■ STORED RECORDS:
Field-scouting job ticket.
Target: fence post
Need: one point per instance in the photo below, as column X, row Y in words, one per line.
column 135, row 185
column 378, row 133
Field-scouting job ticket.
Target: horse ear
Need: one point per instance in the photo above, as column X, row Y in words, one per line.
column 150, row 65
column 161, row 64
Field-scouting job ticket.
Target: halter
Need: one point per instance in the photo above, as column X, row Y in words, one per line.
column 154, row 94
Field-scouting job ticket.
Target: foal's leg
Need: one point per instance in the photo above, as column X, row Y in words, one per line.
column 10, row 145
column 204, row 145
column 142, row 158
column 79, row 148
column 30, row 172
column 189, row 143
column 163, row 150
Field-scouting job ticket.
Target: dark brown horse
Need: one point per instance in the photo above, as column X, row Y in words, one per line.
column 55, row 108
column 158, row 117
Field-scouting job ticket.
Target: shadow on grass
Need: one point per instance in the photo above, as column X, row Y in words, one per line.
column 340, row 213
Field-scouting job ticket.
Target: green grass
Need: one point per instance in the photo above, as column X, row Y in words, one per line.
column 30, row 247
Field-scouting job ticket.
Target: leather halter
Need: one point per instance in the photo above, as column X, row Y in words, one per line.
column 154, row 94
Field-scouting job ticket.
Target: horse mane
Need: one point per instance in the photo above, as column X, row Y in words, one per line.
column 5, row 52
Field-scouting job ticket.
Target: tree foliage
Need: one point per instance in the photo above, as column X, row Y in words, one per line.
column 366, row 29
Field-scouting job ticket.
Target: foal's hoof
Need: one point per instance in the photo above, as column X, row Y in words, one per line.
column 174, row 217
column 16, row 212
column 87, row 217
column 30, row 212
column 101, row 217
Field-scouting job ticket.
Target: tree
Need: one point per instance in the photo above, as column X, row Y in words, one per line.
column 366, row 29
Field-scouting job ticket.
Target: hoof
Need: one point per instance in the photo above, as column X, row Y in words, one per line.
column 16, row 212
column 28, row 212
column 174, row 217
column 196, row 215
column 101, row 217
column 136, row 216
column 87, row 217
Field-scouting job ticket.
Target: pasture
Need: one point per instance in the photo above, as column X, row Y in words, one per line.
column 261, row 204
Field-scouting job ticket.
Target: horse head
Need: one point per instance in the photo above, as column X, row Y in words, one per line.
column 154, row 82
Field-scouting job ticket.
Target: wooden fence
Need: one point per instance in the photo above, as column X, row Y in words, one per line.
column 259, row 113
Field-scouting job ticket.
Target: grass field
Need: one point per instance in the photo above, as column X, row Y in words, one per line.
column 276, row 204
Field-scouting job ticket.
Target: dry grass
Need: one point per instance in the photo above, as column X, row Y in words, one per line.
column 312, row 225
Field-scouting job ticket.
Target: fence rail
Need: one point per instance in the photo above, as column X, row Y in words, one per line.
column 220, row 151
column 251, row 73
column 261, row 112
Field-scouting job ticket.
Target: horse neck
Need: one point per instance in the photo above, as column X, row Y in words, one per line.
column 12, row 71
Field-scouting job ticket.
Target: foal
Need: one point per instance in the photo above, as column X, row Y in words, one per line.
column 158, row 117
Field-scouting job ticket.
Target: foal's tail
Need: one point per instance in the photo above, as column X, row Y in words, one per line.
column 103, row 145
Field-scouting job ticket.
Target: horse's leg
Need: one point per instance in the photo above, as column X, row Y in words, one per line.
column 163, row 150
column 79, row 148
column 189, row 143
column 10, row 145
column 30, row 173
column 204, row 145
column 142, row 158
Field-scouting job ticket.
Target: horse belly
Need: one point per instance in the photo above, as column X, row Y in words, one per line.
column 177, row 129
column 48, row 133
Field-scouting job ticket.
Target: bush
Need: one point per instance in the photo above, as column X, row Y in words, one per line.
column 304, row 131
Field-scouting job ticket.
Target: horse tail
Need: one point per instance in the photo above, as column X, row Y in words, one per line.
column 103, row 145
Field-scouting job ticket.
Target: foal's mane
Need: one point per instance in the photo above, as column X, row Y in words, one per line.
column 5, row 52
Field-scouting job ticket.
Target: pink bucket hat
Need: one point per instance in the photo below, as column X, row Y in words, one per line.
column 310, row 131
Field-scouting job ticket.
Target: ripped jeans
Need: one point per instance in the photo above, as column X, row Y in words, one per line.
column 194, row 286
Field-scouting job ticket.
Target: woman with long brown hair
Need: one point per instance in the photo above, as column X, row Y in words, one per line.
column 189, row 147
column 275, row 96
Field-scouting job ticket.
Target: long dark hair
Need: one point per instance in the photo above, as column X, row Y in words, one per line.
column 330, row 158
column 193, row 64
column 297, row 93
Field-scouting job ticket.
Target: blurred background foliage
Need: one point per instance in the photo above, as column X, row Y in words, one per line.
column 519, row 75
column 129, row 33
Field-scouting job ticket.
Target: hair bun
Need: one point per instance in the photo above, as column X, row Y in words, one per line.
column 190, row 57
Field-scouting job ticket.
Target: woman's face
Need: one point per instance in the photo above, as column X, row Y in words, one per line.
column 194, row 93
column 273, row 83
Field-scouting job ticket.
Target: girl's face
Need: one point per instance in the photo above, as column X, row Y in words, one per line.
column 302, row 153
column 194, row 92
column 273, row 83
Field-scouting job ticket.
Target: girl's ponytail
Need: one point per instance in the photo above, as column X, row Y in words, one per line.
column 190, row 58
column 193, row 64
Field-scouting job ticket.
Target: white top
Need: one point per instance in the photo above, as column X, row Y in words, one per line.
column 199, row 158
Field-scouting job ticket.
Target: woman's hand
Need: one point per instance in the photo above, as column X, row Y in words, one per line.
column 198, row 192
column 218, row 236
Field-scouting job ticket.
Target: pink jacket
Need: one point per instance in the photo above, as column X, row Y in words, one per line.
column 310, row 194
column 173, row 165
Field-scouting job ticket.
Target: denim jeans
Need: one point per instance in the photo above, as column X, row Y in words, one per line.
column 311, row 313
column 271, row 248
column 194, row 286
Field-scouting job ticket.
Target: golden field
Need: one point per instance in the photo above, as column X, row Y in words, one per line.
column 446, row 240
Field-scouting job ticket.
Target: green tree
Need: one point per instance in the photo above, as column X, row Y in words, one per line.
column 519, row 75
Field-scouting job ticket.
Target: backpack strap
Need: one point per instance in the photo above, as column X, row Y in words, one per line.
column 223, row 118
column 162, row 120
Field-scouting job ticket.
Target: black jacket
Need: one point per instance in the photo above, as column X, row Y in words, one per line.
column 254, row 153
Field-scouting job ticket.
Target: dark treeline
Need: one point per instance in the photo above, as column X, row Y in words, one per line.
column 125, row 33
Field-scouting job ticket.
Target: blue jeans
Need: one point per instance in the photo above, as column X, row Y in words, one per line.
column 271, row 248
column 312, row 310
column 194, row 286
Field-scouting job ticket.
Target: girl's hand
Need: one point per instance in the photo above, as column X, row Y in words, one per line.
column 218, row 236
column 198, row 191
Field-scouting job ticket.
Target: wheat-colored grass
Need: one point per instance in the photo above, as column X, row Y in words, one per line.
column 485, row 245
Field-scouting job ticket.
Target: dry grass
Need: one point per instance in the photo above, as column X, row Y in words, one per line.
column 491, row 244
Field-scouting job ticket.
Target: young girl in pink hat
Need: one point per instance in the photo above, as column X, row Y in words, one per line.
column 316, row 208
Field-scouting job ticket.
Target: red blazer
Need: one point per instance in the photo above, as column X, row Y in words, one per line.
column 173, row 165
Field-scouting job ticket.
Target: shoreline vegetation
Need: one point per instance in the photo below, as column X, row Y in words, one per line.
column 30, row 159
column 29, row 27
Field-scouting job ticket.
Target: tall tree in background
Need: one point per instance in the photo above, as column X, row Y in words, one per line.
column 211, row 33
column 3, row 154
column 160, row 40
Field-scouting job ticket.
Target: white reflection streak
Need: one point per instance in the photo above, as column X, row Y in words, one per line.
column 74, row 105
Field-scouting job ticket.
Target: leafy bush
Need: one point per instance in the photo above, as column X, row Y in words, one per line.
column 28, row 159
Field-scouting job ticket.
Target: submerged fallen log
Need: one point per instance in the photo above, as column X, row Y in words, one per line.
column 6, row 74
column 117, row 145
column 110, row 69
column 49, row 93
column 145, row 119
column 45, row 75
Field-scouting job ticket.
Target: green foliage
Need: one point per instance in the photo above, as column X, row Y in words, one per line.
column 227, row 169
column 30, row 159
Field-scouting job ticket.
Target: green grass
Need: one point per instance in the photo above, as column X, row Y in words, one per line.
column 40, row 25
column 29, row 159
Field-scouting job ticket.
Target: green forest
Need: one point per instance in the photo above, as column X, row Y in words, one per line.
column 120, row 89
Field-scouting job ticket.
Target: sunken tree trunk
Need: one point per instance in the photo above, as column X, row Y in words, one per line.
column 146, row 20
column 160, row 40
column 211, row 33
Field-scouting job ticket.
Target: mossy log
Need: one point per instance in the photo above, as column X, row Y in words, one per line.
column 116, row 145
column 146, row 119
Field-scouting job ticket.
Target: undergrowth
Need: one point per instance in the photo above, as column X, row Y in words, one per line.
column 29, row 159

■ DIRECTIONS FOR THIS TASK:
Format everything from the start of the rows through the line containing "column 161, row 64" as a numbered list, leaving out any blank lines.

■ TASK SOLUTION:
1. Field-scouting job ticket.
2. Target: fence post
3. Need: one point per instance in the photo below, as column X, row Y in words, one per line.
4. column 135, row 185
5. column 378, row 133
6. Field-scouting job ticket.
7. Target: horse ear
8. Need: one point per instance in the photo above, as column X, row Y in words, one per line.
9. column 150, row 65
10. column 161, row 64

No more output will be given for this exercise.